━━ Excerpted passage

Signing condolence register
Signing condolence register

Dignity and decorum can never go out of style. And at ceremonies such as a funeral or service of songs, the best behaviour is expected.

Good form and kind consideration for the family of the departed are required from guests and participants at a funeral.

Apart from the appropriate attire, your manners and ways must show refinement.

Before the day (services of songs or funeral), pay a condolence visit.

Sign the register, and be as unobtrusive as possible. Just say short prayers and exchange kind words with the bereaved. No long story about the escapades of the deceased or inappropriate episodes both of you shared.

Don’t stay longer than an hour except you are very close to the family. If you are close, pen a condolence letter expressing your commiseration with the spouse and family of the deceased. Just a few paragraphs of condolence, eulogies and prayer.

At the service of songs or funeral, arrive before the programme starts, and partake in proceedings as quietly as you can.

Leave your phone in the car, or programme it to ‘silent’- and never be tempted to have a conversation with your caller.

Be attentive at the funeral, and stay still the end. ‘There is no hurry’, that’s what death actually teaches.

And never forget, death is not a tragedy or an irreparable loss. It is fact of life that everyone, everyone will pass on.

So, don’t wail and cry and be despondent. Display a confident and serious mien.

After the ceremony, you can commiserate again with departed’s family. But never hang around too long, except you are very close to them.

  • Don’t forget, we have left the social event, reception, out of this piece.

━━━━

• **Set of tasks**
(1) What does the funeral etiquette text say to do with your phone at the service of songs or funeral?
(2) Rewrite the funeral etiquette text starting with "Be attentive at" and going on through "and serious mien.", putting "downcast" in place of "despondent".
The items that come next have no connection to the funeral etiquette text.

━━ Provided records

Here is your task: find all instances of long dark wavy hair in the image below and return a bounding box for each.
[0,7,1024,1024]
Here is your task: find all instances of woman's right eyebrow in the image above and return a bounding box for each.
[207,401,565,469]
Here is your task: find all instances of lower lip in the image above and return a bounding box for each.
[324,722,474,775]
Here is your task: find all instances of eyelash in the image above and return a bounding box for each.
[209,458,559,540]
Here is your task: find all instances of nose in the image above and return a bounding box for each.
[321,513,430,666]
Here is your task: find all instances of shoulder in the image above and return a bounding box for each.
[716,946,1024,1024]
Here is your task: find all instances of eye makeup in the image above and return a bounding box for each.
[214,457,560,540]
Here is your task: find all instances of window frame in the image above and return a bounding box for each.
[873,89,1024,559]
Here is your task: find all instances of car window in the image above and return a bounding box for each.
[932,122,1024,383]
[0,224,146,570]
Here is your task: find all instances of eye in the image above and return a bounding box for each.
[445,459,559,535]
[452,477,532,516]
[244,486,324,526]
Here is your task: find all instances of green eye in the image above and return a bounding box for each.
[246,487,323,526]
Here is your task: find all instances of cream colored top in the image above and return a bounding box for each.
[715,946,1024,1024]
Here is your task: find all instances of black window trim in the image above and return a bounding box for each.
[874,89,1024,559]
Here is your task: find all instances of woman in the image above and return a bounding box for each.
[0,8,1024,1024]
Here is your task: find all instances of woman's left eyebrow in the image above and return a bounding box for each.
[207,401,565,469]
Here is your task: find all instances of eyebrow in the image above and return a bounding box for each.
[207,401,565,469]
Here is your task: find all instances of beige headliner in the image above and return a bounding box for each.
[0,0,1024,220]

━━━━
━━ Provided records

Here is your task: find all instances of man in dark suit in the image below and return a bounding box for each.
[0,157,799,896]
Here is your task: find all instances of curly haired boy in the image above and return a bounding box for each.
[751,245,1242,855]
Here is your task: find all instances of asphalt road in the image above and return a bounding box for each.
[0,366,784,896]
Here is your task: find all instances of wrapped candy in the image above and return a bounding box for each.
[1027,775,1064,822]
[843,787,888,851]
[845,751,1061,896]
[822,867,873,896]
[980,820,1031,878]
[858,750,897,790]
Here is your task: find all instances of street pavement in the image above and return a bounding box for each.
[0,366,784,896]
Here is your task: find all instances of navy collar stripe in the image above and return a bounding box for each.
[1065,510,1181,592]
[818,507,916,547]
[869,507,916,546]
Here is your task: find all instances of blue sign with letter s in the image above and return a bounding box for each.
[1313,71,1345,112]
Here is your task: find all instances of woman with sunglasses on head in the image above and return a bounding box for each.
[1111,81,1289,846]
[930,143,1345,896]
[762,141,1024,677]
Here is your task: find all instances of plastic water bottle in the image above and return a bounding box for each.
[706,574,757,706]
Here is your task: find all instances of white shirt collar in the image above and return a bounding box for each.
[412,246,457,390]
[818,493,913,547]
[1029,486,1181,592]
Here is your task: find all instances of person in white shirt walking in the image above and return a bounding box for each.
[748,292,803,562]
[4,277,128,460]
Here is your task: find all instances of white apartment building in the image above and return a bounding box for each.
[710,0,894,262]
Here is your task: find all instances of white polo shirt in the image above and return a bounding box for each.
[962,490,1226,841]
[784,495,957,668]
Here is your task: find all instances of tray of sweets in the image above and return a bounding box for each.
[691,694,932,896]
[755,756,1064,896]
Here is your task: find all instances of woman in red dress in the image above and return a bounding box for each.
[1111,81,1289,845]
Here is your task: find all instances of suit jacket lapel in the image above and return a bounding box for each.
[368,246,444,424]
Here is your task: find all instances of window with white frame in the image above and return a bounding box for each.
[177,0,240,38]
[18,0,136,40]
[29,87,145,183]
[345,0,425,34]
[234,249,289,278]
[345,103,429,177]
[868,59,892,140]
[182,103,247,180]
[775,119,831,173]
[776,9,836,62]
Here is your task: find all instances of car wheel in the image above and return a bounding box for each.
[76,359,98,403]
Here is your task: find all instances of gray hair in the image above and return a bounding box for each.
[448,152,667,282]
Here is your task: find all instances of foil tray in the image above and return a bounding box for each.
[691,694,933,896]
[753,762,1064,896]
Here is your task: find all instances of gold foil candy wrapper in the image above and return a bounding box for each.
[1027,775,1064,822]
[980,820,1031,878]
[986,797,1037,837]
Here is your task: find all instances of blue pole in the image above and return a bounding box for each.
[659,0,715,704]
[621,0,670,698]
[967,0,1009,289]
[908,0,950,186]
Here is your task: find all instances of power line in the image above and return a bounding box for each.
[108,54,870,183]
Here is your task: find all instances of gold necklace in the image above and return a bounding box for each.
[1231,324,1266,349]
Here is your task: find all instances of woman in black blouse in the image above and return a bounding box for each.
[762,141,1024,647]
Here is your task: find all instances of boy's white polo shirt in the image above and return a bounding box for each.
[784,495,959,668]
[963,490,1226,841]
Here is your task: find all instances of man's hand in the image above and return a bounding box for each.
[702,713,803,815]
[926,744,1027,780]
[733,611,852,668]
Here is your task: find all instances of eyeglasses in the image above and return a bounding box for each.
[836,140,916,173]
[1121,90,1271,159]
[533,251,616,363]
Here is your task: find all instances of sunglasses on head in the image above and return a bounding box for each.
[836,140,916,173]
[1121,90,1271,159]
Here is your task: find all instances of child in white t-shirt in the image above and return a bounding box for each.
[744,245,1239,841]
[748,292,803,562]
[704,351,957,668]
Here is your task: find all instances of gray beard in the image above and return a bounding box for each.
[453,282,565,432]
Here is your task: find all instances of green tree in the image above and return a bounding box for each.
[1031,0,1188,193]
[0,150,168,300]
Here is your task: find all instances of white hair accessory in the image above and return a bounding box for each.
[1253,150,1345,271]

━━━━
━━ Provided records

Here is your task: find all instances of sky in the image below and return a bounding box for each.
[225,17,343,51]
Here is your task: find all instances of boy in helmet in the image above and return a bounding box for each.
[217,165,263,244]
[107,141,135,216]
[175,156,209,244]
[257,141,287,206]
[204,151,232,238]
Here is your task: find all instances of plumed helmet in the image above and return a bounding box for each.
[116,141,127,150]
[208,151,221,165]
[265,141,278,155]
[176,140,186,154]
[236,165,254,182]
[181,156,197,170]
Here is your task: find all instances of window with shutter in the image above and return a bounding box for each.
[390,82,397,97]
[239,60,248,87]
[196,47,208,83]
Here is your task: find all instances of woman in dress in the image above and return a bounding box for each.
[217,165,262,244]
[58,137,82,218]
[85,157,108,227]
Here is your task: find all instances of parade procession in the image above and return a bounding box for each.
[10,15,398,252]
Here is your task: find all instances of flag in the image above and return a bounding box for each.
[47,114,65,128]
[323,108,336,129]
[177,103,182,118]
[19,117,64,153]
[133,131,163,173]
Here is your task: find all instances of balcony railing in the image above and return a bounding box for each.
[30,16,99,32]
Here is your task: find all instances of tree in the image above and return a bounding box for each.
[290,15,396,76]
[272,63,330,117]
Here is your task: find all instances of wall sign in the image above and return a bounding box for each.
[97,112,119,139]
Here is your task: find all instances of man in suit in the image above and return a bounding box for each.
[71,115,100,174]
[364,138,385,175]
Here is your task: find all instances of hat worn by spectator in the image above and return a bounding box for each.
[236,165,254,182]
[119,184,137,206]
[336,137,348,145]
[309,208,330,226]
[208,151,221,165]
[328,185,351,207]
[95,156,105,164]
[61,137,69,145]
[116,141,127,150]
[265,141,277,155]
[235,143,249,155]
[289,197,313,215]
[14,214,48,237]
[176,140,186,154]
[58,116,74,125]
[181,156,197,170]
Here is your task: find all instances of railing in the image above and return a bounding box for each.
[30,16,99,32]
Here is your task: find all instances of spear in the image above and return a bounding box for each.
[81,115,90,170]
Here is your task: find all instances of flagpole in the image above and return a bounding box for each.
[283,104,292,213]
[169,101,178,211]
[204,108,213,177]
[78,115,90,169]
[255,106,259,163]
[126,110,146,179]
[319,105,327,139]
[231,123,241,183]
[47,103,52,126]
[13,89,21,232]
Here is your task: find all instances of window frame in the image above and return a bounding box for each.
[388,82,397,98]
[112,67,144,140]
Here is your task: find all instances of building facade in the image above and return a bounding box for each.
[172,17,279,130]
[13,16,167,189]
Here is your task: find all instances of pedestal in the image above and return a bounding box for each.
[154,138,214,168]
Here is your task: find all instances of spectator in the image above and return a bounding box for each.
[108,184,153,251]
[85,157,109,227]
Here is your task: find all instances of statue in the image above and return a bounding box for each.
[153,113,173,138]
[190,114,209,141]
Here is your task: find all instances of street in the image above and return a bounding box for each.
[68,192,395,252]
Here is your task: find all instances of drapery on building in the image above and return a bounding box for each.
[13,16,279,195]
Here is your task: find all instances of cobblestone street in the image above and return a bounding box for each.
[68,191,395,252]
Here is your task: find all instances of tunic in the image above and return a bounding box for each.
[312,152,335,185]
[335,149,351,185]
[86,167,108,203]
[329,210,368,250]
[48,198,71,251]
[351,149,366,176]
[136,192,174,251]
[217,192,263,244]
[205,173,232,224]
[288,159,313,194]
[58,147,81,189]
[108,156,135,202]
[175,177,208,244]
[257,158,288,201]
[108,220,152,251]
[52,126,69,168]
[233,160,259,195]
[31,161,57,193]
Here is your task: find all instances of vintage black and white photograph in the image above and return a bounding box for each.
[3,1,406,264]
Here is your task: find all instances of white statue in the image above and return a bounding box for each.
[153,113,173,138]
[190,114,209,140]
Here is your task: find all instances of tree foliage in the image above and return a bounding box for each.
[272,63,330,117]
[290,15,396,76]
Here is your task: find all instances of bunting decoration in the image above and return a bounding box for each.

━━━━

• **Expected results**
(1) Leave it in the car or set it to silent.

(2)
Be attentive at the funeral, and stay still the end. ‘There is no hurry’, that’s what death actually teaches.

And never forget, death is not a tragedy or an irreparable loss. It is fact of life that everyone, everyone will pass on.

So, don’t wail and cry and be downcast. Display a confident and serious mien.